In the entries below, find every line that contains the string "plate" and copy each of those lines.

--- START Input records ---

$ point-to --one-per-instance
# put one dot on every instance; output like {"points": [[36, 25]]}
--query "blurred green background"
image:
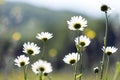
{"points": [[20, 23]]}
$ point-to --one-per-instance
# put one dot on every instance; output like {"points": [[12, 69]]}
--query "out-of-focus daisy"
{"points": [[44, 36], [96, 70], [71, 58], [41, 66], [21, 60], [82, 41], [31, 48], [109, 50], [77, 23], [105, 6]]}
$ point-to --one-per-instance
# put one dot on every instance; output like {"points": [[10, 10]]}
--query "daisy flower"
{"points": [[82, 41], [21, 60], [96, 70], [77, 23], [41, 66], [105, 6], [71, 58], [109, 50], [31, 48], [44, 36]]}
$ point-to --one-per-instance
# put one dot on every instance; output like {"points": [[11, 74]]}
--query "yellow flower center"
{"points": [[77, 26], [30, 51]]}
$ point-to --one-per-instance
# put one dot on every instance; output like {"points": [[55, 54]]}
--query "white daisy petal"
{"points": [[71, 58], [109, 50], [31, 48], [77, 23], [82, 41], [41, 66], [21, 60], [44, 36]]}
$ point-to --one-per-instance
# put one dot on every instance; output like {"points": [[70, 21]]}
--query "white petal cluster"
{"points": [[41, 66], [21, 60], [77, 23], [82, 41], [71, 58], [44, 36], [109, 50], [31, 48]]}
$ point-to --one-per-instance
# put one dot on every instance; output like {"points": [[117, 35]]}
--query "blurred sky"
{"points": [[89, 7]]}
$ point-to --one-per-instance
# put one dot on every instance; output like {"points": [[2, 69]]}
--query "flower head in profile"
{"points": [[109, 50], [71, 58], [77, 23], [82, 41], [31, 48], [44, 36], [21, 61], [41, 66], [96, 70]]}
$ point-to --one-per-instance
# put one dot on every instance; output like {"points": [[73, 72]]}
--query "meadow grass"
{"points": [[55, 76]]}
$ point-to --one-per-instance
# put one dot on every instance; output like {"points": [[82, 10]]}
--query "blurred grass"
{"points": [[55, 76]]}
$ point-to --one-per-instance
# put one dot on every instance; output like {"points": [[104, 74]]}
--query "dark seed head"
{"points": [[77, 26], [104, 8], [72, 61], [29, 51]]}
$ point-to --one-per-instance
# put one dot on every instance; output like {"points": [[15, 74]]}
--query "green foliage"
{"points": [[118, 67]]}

--- END Input records ---
--- START Input records ---

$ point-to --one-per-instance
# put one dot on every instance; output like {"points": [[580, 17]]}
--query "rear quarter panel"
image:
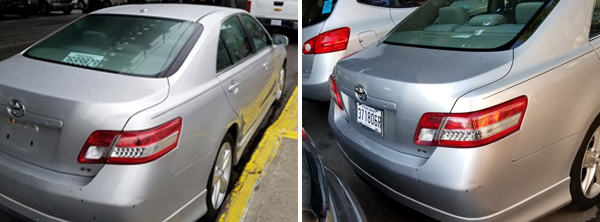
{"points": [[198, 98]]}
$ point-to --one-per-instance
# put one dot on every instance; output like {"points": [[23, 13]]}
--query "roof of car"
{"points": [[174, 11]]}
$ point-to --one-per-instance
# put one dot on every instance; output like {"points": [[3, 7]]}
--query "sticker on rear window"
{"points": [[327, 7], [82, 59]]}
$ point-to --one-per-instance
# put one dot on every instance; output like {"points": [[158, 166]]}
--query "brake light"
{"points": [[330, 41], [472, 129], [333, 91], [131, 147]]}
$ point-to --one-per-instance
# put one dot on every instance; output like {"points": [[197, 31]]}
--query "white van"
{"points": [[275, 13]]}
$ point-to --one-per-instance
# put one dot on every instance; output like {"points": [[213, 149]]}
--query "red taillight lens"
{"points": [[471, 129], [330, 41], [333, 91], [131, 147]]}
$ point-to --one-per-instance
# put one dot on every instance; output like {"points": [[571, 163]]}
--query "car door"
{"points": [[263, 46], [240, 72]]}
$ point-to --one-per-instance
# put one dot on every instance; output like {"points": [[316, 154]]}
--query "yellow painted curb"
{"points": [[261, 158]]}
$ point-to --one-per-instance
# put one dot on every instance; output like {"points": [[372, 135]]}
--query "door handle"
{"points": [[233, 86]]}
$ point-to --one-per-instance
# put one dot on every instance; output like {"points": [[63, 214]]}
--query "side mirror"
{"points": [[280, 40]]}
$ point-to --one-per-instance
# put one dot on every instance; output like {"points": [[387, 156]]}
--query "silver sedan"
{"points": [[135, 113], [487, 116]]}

--- END Input records ---
--- START Input records ---

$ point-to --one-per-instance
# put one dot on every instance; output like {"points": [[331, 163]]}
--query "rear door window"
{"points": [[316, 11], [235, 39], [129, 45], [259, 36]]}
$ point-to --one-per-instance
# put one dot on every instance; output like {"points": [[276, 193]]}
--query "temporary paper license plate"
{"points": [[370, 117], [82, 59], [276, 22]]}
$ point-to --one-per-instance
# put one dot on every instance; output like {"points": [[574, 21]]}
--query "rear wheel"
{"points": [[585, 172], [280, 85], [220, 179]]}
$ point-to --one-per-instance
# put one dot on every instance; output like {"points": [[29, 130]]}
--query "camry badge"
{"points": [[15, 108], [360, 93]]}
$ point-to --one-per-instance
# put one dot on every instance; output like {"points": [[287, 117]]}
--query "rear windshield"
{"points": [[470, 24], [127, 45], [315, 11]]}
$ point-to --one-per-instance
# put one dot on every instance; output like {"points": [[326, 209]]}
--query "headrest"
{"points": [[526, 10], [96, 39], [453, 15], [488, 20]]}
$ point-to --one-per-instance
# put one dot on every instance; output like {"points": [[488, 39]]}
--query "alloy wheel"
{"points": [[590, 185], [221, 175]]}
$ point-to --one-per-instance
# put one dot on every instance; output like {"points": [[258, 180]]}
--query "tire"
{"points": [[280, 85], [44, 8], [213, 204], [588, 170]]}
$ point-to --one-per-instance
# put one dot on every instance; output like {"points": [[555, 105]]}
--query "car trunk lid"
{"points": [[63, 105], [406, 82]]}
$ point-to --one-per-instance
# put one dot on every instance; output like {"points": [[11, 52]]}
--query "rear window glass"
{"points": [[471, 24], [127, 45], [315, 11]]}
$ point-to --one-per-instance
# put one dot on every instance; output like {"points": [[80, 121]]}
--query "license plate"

--- END Input records ---

- Result of this task
--query "temporary paper license plate"
--query "license plate"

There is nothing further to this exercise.